*** Block opens ***

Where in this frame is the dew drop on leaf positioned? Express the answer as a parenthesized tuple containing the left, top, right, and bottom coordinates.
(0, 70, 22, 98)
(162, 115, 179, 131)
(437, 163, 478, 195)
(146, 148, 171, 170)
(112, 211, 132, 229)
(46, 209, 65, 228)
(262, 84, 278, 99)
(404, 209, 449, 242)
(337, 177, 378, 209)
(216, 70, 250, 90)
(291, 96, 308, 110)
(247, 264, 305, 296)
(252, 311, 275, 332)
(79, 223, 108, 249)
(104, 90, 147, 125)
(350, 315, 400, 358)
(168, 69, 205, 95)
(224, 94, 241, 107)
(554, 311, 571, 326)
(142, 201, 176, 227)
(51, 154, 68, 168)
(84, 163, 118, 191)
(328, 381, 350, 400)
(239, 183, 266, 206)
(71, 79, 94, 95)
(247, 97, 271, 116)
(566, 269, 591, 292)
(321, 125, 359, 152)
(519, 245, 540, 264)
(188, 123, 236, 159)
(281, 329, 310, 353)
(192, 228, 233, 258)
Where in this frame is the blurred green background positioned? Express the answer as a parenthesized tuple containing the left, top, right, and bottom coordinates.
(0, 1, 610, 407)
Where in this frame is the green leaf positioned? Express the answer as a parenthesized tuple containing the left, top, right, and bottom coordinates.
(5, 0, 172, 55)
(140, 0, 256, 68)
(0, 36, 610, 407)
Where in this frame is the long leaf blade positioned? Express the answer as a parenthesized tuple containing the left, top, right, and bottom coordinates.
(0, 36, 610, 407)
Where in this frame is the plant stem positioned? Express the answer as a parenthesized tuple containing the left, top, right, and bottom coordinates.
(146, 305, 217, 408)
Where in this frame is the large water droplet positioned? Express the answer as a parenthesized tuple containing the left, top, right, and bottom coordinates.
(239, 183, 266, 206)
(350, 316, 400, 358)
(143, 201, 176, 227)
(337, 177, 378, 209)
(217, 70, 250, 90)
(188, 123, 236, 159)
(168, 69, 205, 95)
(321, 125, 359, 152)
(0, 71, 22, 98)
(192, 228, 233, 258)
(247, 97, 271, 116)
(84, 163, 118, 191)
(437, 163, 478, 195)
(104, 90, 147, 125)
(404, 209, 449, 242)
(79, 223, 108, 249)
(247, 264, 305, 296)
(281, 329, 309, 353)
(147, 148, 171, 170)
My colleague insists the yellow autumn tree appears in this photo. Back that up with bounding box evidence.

*** Block closes ***

For every record above, print an exact copy.

Where in this frame is the dew drop on leaf positioned? Express the answer as a parenthesized tuple containing the left, top, right, and bottom coordinates.
(0, 70, 22, 98)
(162, 115, 179, 131)
(437, 163, 478, 195)
(146, 148, 171, 170)
(112, 211, 132, 229)
(46, 209, 65, 228)
(262, 84, 278, 99)
(404, 209, 449, 242)
(337, 177, 378, 209)
(216, 70, 250, 90)
(291, 96, 308, 110)
(247, 264, 305, 296)
(252, 311, 275, 332)
(79, 223, 108, 249)
(104, 90, 147, 125)
(350, 315, 400, 358)
(168, 69, 205, 95)
(224, 94, 241, 107)
(554, 311, 571, 326)
(142, 201, 176, 227)
(51, 154, 68, 168)
(84, 163, 118, 191)
(328, 381, 350, 400)
(239, 183, 266, 206)
(71, 79, 94, 95)
(247, 97, 271, 116)
(566, 269, 591, 292)
(321, 125, 359, 152)
(519, 245, 540, 264)
(188, 123, 236, 159)
(281, 329, 310, 353)
(192, 228, 233, 258)
Where in this frame is the blurred green background positioned? Express the answer as a parenthesized tuple containing the left, top, right, and bottom coordinates.
(0, 1, 610, 407)
Where in this frame is the green leaf positioned? Express the answer as a parenthesized tuple containing the left, top, right, and bottom coordinates.
(5, 0, 172, 55)
(140, 0, 256, 68)
(0, 36, 610, 407)
Where in this frame is the long leaf blade positioned? Express the answer as a parenthesized tuple containing the left, top, right, and bottom coordinates.
(0, 36, 610, 407)
Where in this frame is the plant stem positioned? Express the answer as a parenthesized tuple containing the left, top, right, and bottom coordinates.
(146, 305, 217, 408)
Where in this frame is the large water droplet positioned? Express the answer as a parenthesized tuple containing the left, top, right, and bottom coordinates.
(239, 183, 266, 206)
(350, 316, 400, 358)
(143, 201, 176, 227)
(337, 177, 378, 209)
(217, 70, 250, 90)
(188, 123, 236, 159)
(168, 69, 205, 95)
(321, 125, 359, 152)
(0, 71, 22, 98)
(192, 228, 233, 258)
(247, 97, 271, 116)
(84, 163, 118, 191)
(437, 163, 478, 195)
(104, 90, 147, 125)
(404, 209, 449, 242)
(79, 223, 108, 249)
(247, 264, 305, 296)
(281, 329, 309, 353)
(147, 148, 171, 170)
My colleague insists the yellow autumn tree appears in this photo. Back that up with bounding box evidence.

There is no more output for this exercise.